* **Instructions for the task**
The entries below must be repeated exactly. None may be skipped.
# # # #
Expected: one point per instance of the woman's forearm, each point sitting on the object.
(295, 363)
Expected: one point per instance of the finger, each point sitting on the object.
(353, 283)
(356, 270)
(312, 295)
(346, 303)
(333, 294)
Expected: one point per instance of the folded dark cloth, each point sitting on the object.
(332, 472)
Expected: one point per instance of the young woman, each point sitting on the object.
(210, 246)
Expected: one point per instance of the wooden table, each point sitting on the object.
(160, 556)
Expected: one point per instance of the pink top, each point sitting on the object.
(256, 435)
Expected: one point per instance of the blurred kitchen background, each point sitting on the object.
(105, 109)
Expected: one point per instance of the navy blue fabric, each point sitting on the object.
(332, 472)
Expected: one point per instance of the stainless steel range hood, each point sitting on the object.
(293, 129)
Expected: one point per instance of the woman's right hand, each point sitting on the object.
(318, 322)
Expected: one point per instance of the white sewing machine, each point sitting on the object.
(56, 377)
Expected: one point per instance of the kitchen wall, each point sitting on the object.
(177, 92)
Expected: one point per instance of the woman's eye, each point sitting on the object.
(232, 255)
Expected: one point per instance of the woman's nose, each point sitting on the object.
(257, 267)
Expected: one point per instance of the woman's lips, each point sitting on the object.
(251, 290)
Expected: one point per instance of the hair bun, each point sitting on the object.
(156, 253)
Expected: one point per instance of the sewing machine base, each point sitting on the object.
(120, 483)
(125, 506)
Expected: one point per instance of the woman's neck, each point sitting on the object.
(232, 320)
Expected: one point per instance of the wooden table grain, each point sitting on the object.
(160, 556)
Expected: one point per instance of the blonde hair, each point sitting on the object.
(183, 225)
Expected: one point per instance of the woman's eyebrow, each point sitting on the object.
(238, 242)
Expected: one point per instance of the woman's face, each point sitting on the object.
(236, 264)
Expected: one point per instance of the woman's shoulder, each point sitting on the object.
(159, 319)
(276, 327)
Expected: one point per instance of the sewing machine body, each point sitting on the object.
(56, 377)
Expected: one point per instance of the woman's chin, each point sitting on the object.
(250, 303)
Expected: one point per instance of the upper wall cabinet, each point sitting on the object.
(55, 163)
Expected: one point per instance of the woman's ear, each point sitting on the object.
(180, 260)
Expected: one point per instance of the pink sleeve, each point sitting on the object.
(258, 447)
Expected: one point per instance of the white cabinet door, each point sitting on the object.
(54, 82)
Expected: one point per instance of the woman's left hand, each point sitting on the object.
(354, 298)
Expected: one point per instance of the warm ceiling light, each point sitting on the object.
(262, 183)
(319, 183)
# # # #
* **Exercise answer**
Expected: one point per instance of the woman's forearm, each point sitting on the object.
(295, 363)
Expected: one point per instance of the finger, each point sitting on the object.
(353, 283)
(356, 270)
(312, 295)
(346, 303)
(333, 294)
Expected: one point per instance of the folded dark cloth, each point sitting on the object.
(332, 472)
Expected: one point per instance of the young woman, each point sitting on the object.
(210, 246)
Expected: one point per instance of the wooden table, each point sitting on the object.
(160, 556)
Expected: one point per instance of the pink top, each point sitting on the object.
(256, 435)
Expected: one point per instance of the blurred kitchen background, each point sitting on the object.
(105, 109)
Expected: one point per instance of the navy blue fabric, each point sitting on the object.
(332, 472)
Expected: one point per instance of the stainless steel range hood, each point sitting on the object.
(293, 129)
Expected: one point per instance of the woman's right hand, each point sitting on the object.
(318, 322)
Expected: one point per instance of the white sewing machine, each point sitting on the object.
(56, 377)
Expected: one point per instance of the kitchen wall, each point sitting on the object.
(177, 92)
Expected: one point per instance of the woman's eye, each point sitting on the object.
(232, 255)
Expected: one point per instance of the woman's nose, each point sitting on the object.
(257, 267)
Expected: one point per instance of the woman's lips, each point sitting on the object.
(251, 290)
Expected: one point per instance of the hair bun, each point sitting on the object.
(156, 253)
Expected: one point per instance of the sewing machine base, each point sitting on the object.
(120, 483)
(125, 506)
Expected: one point per instance of the woman's neck, each point sitting on the object.
(232, 320)
Expected: one point per instance of the wooden table grain, each point sitting on the object.
(160, 556)
Expected: one point per instance of the blonde hair, each point sitting on the object.
(183, 225)
Expected: one point per instance of the woman's eyebrow, each point sitting on the object.
(238, 242)
Expected: one point per instance of the woman's face, each point sitting on the object.
(236, 264)
Expected: one point per instance of the woman's shoulder, each point sitting on the object.
(159, 319)
(276, 327)
Expected: one point per instance of the sewing machine body, each point sitting on the object.
(56, 377)
Expected: one point per instance of the woman's chin, each point sitting on the object.
(250, 303)
Expected: one point per instance of the upper wall cabinet, each point sitting on the object.
(55, 163)
Expected: one point per instance of the woman's ear, each point sitting on the object.
(180, 260)
Expected: one point per instance of the pink sleeve, each point sitting on the object.
(258, 447)
Expected: one point per instance of the white cabinet door, each point sitting on the object.
(54, 82)
Expected: one point per instance of the woman's left hand, each point sitting on the object.
(354, 298)
Expected: one point per instance of the warm ceiling light, each point sitting on the object.
(262, 183)
(319, 183)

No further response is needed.